PROVIDED TEXT ▸
The document is the result of a workshop held on 23rd January 2025, with participants from the Swedish National Data Service, Linköping University and Manchester University. It also draws on survey responses about current practice from 17 data repositories and a review of existing metadata and README requirements.

Background

AI-generated synthetic structured datasets are generated using machine learning techniques with the aim of reproducing the essential elements of an existing dataset (Guépin et al., 2024 Jacobsen, 2023; Li et al., 2023; Offenhuber, 2024; Savage 2023). Synthetic data generation may be driven by the need to ensure privacy or to expand, enhance or substitute for real-world datasets which may be insufficient or non-existent. Sometimes synthetic data is produced to create a portable or shareable dataset that is considered safe for open access, for example to share via a data repository.

While synthetic structured data may reproduce the essential elements of an original dataset, it will also inevitably introduce “intersectional hallucinations”, which refer to anomalous inter-attribute relations within a dataset (Lee, Hajisharif & Johnson 2025). AI generated synthetic data also have a known tendency to minimize minority elements and amplify majority elements (Chen et al., 2024; Johnson & Hajisharif 2024). Thus, knowing in what ways a synthetic dataset demonstrates fidelities and in what ways it is ‘different’ from the original data is essential for successful and responsible re-use of synthetic data. Given that the goal of many data repositories is to provide access to data that is replicable and/or reusable, there is a clear need to establish protocols for documenting synthetic data.

Primary recommendations

Our primary recommendations are:

a) that data repositories establish a standardized way to label data as synthetic data, and that this information is prompted-for or required in the metadata or READMEs associated with synthetic datasets.

Stored data:
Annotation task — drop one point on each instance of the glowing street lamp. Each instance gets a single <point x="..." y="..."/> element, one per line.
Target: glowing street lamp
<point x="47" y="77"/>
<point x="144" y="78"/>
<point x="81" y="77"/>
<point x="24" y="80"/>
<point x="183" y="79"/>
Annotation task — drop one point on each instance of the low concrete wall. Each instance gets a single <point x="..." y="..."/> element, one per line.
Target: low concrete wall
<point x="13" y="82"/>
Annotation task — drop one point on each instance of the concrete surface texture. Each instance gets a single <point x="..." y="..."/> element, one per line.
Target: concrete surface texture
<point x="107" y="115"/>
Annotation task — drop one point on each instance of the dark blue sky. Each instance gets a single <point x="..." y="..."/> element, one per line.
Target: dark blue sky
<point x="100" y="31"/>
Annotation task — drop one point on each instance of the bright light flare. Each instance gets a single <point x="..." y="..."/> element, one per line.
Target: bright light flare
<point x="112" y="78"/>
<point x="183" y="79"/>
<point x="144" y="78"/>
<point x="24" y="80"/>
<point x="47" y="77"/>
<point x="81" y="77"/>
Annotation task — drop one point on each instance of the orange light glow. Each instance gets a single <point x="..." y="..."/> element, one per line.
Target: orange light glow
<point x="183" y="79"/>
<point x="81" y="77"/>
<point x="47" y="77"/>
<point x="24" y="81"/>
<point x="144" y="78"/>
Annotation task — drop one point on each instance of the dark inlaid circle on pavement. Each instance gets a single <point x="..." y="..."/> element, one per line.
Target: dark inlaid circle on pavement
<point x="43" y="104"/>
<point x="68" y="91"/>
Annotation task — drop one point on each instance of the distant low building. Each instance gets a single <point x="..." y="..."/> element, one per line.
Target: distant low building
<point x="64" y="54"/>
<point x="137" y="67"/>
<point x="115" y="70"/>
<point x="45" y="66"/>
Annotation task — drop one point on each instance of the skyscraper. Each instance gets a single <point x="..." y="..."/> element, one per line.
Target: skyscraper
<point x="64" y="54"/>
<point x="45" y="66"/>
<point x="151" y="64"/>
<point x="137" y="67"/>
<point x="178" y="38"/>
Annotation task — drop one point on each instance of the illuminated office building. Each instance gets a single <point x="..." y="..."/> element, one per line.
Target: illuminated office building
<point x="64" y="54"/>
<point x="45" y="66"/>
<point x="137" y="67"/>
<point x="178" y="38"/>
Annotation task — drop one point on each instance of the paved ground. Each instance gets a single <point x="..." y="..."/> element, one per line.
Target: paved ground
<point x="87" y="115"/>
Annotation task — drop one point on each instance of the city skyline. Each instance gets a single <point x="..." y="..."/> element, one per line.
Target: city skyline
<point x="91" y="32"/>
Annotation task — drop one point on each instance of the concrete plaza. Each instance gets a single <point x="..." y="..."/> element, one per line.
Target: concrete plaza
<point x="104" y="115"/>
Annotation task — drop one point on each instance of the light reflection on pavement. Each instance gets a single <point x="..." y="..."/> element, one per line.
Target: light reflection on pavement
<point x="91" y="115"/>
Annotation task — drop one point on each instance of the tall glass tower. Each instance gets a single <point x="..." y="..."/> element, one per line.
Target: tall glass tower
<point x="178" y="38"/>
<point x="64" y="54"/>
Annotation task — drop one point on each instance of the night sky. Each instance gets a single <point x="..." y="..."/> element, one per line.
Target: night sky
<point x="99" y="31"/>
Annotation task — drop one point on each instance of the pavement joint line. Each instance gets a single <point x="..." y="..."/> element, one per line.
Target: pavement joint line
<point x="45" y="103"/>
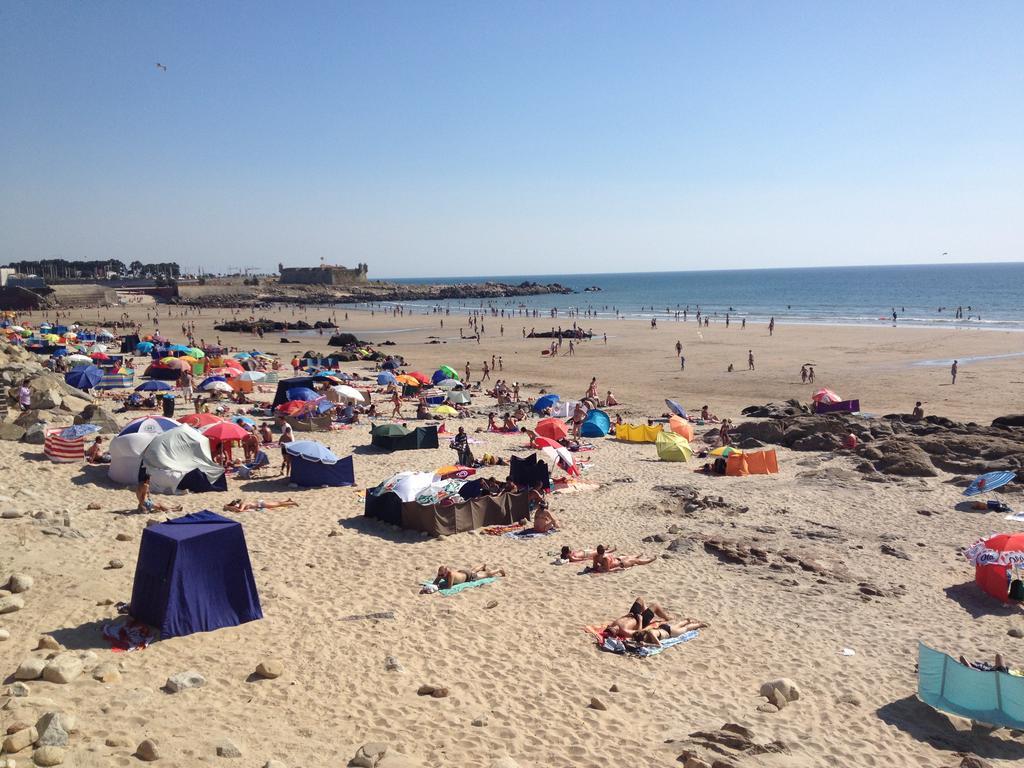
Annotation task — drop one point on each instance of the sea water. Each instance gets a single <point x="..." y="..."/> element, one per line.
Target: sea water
<point x="991" y="295"/>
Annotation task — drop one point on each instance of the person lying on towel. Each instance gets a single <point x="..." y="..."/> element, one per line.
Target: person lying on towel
<point x="604" y="562"/>
<point x="448" y="578"/>
<point x="640" y="615"/>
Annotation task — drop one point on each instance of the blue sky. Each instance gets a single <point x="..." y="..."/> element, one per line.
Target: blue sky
<point x="466" y="137"/>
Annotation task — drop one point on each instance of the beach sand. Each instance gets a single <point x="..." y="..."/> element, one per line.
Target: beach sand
<point x="523" y="668"/>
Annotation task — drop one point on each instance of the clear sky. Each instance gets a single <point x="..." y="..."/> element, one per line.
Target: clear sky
<point x="439" y="138"/>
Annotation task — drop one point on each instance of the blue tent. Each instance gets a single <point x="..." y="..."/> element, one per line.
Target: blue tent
<point x="676" y="408"/>
<point x="84" y="377"/>
<point x="547" y="400"/>
<point x="313" y="465"/>
<point x="194" y="574"/>
<point x="596" y="424"/>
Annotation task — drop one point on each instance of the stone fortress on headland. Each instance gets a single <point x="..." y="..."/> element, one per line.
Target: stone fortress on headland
<point x="325" y="274"/>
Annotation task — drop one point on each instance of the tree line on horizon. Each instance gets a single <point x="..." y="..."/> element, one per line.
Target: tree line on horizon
<point x="52" y="269"/>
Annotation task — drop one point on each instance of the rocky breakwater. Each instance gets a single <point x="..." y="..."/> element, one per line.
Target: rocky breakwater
<point x="54" y="402"/>
<point x="894" y="444"/>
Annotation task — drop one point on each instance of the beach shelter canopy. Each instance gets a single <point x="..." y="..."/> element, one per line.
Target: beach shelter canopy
<point x="314" y="465"/>
<point x="194" y="574"/>
<point x="556" y="429"/>
<point x="989" y="481"/>
<point x="84" y="377"/>
<point x="675" y="408"/>
<point x="950" y="686"/>
<point x="150" y="425"/>
<point x="993" y="559"/>
<point x="673" y="448"/>
<point x="546" y="401"/>
<point x="180" y="460"/>
<point x="596" y="424"/>
<point x="396" y="437"/>
<point x="637" y="432"/>
<point x="681" y="427"/>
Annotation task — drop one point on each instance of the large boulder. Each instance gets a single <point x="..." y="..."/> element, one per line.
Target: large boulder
<point x="99" y="416"/>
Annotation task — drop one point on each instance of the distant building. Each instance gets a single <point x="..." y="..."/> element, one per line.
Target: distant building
<point x="325" y="274"/>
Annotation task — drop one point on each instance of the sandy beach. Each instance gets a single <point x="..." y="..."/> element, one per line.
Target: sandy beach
<point x="519" y="669"/>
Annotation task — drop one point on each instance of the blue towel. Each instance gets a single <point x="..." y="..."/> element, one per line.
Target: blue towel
<point x="614" y="645"/>
<point x="464" y="586"/>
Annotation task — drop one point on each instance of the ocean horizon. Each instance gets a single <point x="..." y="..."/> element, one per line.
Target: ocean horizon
<point x="988" y="296"/>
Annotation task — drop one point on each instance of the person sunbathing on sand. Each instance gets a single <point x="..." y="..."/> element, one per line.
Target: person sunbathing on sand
<point x="603" y="562"/>
<point x="640" y="616"/>
<point x="665" y="631"/>
<point x="448" y="578"/>
<point x="580" y="555"/>
<point x="238" y="505"/>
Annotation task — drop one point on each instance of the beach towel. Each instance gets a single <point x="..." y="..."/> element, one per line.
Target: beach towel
<point x="462" y="587"/>
<point x="127" y="636"/>
<point x="529" y="534"/>
<point x="614" y="645"/>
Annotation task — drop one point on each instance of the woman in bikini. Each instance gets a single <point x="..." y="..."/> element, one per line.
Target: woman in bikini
<point x="448" y="578"/>
<point x="665" y="631"/>
<point x="238" y="505"/>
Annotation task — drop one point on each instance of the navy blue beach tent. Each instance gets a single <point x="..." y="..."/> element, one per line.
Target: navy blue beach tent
<point x="194" y="574"/>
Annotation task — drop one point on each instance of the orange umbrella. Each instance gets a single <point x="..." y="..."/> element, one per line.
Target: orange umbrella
<point x="556" y="429"/>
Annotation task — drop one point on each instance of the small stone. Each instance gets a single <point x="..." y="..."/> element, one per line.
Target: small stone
<point x="19" y="740"/>
<point x="146" y="751"/>
<point x="53" y="728"/>
<point x="107" y="673"/>
<point x="270" y="669"/>
<point x="31" y="669"/>
<point x="19" y="583"/>
<point x="777" y="698"/>
<point x="11" y="603"/>
<point x="46" y="756"/>
<point x="62" y="669"/>
<point x="369" y="755"/>
<point x="227" y="750"/>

JOB ▸ Please condense the paragraph in the synthetic data text that begins "While synthetic structured data" into a short bulleted list that keeps its main facts.

THE COMPLETED TASK ▸
- Synthetic structured data may reproduce the essential elements of an original dataset, but it inevitably introduces "intersectional hallucinations," meaning anomalous inter-attribute relations.
- AI-generated synthetic data tends to minimize minority elements and amplify majority elements.
- Successful and responsible re-use therefore depends on knowing where a synthetic dataset is faithful to the original and where it differs.
- Since many data repositories aim to provide replicable and/or reusable data, protocols for documenting synthetic data are clearly needed.